Gerhana Matahari; ketika matahari terhalang sinarnya ke bumi karena tertutup bulan. Bumi menjadi redup, bahkan gelap. Tidak sehangat biasanya.

Gerhana Matahati; ketika hati terhalang pancaran jernihnya karena dosa. Membuat kebenaran jadi terlihat redup bahkan gelap.

Mana yang lebih berbahaya?

Baiklah, itu sekedar pengantar yang di dapat dari grup sebelahnya sebelah (?)

Btw kalau mendengar atau membaca kata gerhana tuh sempat terpikir salah satu tontonan jaman aku SD mungkin yaaa, judulnya tuh gerhana dan sempat nge-tren juga loh itu pilem pada masanya. Yaaa, setidaknya tontonan macam sine*tron jaman aku kecil tuh ngga separah sekarang. Alhamdulillah :')

GERHANA MATAHARI

Insyaa Allah akan terjadi Gerhana matahari total pada tanggal 9 Maret 2016 nanti. Hanya Indonesia satu-satunya negara yang dilintasi bayangan tersebut.
Daerah di Indonesia yang akan dilintasi bayangan itu terdiri dari 10 provinsi, mulai dari bagian Indonesia barat hingga timur. 

"Jalurnya melalui 10 provinsi, mulai dari Bengkulu, Sumatera Selatan, Babel, Kalbar, Kalteng, Kalsel, Kaltim, Sulawesi Barat, Sulawesi Tengah dan Maluku Utara," ucap Thomas Djamaluddin, Ketua LAPAN (Lembaga Penerbangan dan Antariksa Nasional).
# # # # #
* _Permintaan 1_
Berdasarkan teks tentang gerhana, jelaskan dalam satu sampai tiga kalimat mengapa bumi menjadi redup saat gerhana matahari.
* _Permintaan 2_
Tulis ulang bagian catatan yang diawali baris berisi "Guideline: for each instance of the railroad track, imagine" dan diakhiri baris berisi "Target: railroad track". Tukar "railroad track" dengan "train track" tanpa mengubah apa pun selain itu.

* _Data Tercatat_
# # # # #
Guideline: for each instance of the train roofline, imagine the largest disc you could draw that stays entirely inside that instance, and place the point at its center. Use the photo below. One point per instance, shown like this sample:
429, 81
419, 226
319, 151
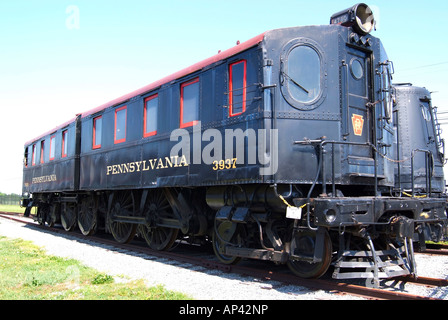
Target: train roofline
182, 73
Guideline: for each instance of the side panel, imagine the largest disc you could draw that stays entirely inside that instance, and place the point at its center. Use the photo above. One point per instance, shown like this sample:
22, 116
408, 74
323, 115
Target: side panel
221, 148
58, 174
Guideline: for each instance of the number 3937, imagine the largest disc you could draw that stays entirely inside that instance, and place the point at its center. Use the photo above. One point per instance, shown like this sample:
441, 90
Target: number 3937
224, 164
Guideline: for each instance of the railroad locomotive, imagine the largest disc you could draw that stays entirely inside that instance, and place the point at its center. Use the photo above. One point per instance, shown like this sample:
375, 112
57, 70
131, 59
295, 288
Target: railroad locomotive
293, 147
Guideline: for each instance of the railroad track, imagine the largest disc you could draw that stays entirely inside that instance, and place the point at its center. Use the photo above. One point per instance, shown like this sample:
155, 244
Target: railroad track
285, 278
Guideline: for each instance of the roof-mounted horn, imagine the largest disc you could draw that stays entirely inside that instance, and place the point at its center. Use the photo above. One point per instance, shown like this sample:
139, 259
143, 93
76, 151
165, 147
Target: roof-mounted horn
359, 17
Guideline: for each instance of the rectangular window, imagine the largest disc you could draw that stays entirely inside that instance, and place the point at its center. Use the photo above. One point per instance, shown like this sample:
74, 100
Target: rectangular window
120, 125
52, 147
237, 88
42, 144
189, 103
97, 129
33, 162
64, 143
150, 116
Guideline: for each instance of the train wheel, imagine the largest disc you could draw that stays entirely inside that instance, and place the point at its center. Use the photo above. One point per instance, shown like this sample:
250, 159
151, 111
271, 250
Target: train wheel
304, 246
123, 205
87, 216
225, 233
159, 238
43, 211
157, 207
68, 216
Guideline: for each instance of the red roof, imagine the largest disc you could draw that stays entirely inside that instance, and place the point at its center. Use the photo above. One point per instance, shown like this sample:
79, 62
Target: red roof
196, 67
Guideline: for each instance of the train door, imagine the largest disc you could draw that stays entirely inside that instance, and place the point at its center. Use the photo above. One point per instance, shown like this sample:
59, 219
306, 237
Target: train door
357, 118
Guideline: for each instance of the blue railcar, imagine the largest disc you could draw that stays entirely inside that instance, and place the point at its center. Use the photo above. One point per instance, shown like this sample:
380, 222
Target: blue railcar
287, 147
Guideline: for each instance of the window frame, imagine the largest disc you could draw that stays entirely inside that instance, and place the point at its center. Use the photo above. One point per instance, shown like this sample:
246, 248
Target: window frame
145, 132
94, 133
34, 154
64, 143
285, 74
42, 151
182, 86
125, 124
52, 147
231, 113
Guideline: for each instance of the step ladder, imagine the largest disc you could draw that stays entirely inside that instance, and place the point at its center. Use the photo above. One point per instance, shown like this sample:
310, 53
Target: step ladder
376, 264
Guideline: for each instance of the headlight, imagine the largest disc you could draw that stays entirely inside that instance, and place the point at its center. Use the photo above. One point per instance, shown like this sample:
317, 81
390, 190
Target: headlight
360, 17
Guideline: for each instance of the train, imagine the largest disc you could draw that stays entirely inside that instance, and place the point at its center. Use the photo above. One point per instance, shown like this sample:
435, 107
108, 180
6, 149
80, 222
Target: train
294, 147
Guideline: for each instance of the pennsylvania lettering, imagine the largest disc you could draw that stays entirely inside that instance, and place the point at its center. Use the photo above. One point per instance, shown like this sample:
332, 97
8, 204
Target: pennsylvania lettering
146, 165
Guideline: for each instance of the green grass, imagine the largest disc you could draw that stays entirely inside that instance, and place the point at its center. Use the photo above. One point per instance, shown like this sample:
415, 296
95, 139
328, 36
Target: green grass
26, 272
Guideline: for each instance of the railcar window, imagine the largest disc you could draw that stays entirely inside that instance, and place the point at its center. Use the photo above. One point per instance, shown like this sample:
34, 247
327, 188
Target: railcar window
33, 162
237, 88
120, 125
42, 145
52, 147
189, 103
25, 158
303, 76
150, 116
97, 129
64, 143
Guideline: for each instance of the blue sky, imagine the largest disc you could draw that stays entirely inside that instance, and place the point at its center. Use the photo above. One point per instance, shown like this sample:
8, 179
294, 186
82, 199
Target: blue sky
59, 58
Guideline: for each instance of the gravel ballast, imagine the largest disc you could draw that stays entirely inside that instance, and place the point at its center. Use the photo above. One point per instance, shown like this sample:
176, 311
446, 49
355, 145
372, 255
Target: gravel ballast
196, 281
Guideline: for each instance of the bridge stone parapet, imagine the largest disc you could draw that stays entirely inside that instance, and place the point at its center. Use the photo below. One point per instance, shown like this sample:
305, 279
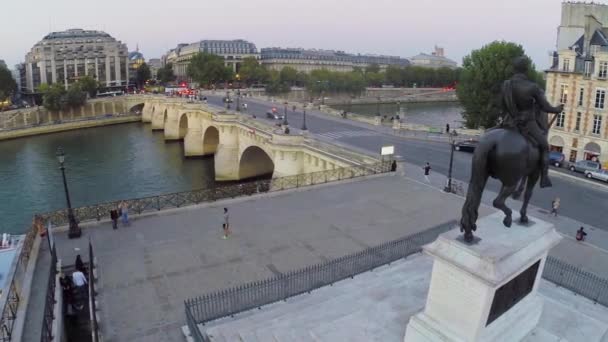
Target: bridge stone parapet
242, 147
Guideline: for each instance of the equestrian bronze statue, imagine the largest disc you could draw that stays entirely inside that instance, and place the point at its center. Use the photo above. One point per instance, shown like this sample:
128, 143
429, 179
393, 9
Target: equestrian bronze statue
515, 152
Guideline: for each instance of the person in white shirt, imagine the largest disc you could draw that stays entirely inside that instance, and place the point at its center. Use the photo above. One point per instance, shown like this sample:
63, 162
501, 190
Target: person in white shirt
79, 279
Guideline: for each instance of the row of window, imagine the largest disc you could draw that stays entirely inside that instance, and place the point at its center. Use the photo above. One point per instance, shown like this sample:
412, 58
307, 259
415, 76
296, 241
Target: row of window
595, 129
600, 96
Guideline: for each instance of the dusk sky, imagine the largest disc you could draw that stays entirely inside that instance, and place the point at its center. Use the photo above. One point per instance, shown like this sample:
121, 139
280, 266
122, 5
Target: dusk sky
393, 27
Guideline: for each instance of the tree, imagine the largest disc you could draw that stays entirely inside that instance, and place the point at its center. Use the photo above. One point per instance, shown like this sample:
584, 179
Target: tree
481, 77
142, 74
88, 85
205, 69
53, 96
7, 84
252, 71
289, 76
165, 74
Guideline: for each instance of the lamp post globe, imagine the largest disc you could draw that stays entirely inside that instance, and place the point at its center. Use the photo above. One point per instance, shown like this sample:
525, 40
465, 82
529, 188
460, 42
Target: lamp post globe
74, 229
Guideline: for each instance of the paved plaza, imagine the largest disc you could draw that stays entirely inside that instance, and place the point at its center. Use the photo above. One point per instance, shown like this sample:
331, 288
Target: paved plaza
146, 270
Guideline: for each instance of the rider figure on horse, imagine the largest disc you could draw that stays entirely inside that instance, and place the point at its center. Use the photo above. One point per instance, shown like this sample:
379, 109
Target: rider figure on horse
522, 101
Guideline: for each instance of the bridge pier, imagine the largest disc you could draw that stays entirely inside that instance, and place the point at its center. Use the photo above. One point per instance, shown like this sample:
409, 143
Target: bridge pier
193, 143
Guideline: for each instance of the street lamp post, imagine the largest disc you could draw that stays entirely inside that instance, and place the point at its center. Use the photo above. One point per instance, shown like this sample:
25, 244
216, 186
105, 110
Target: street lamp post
285, 123
74, 231
238, 98
448, 187
304, 128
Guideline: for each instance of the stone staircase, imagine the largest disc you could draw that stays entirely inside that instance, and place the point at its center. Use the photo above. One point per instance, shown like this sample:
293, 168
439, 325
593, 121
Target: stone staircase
335, 312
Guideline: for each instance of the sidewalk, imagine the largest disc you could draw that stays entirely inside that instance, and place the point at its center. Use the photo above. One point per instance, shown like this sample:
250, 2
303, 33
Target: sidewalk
591, 255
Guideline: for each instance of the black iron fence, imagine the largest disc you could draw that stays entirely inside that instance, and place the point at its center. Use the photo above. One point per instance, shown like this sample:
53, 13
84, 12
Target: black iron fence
49, 304
180, 199
208, 307
202, 309
11, 300
92, 296
577, 280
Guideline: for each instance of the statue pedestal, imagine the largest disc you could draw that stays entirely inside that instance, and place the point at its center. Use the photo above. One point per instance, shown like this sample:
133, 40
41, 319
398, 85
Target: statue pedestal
485, 291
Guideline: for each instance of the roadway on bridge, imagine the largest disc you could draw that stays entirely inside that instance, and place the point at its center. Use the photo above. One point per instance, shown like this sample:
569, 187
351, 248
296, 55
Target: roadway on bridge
583, 202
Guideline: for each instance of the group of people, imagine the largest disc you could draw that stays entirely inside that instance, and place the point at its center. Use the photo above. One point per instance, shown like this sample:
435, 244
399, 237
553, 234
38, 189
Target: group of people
74, 287
122, 211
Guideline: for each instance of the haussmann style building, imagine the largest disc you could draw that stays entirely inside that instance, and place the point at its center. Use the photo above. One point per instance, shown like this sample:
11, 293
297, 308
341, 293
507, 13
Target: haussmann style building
307, 60
578, 78
232, 51
63, 57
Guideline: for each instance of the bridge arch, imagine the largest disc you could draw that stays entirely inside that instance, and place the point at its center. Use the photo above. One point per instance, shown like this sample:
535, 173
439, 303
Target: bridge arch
211, 139
255, 162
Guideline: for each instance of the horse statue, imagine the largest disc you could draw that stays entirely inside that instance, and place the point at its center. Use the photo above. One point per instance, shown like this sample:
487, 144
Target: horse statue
511, 152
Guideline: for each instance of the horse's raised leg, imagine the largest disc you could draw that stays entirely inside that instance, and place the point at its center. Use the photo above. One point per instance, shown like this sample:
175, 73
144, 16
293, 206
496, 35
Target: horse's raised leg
499, 202
520, 188
532, 179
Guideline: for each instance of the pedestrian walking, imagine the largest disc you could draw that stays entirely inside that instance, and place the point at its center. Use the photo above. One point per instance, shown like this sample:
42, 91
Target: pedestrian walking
124, 213
114, 217
580, 234
226, 225
427, 172
554, 206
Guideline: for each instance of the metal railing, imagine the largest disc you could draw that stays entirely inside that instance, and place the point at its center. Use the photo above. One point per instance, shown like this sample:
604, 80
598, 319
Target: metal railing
208, 307
180, 199
10, 301
576, 280
50, 301
202, 309
92, 295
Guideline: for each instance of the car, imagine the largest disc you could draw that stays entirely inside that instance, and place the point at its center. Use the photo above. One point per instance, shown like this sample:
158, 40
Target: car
466, 145
585, 165
273, 115
597, 174
556, 158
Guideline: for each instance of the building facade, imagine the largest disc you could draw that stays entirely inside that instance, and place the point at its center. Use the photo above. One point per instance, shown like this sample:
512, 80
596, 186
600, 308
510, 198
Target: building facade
434, 60
578, 78
63, 57
308, 60
232, 51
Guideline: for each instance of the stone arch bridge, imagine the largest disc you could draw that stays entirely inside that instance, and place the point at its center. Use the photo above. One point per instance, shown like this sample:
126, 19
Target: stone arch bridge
242, 147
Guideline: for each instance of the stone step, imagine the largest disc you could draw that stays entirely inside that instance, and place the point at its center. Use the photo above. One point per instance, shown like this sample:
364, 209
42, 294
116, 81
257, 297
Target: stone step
349, 289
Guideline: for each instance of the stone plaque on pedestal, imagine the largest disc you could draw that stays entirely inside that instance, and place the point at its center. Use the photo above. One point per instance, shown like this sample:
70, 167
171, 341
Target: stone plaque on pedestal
485, 291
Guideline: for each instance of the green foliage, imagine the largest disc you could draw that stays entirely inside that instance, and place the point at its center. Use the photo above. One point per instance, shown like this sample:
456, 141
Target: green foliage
289, 76
252, 72
142, 74
165, 74
88, 85
53, 96
274, 85
8, 86
483, 72
206, 69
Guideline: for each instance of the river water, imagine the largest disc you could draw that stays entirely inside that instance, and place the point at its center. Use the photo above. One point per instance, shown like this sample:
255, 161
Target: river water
431, 114
102, 164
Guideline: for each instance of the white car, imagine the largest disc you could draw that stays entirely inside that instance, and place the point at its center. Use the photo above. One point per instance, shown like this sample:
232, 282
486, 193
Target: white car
597, 174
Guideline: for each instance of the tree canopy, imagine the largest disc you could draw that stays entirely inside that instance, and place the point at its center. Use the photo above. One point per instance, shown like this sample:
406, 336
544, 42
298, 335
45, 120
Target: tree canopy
483, 72
7, 84
165, 74
206, 69
142, 74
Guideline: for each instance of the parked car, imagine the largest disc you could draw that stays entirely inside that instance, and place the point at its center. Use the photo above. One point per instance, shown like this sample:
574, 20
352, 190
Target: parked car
273, 115
556, 158
585, 165
466, 145
597, 174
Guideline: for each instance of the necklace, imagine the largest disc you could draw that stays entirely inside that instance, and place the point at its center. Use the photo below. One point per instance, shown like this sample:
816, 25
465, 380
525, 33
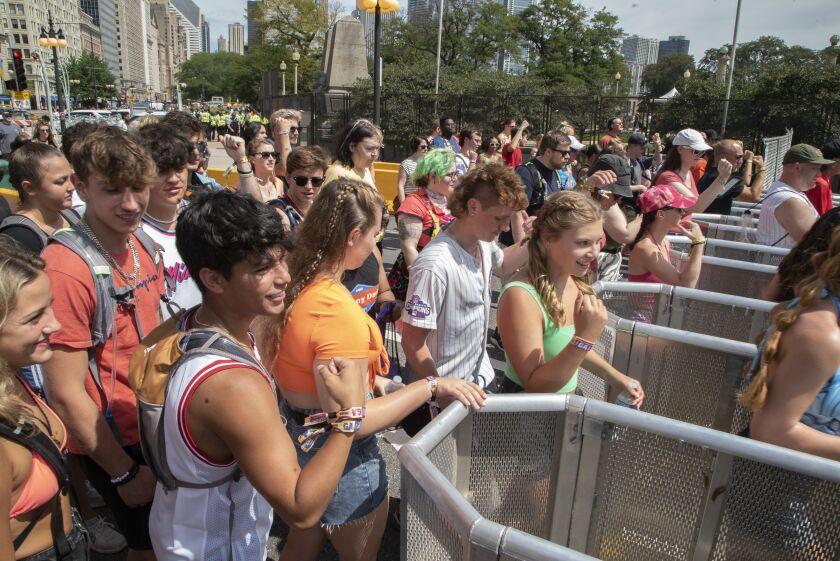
# # # # #
* _Hasil 1_
Bumi menjadi redup, bahkan gelap, karena sinar matahari ke bumi terhalang oleh bulan yang menutupinya. Akibatnya, bumi juga tidak sehangat biasanya.

* _Hasil 2_
Guideline: for each instance of the train track, imagine the largest disc you could draw that stays entirely inside that instance, and place the point at its center. Use the photo above. One point per instance, shown like this sample:
155, 244
Target: train track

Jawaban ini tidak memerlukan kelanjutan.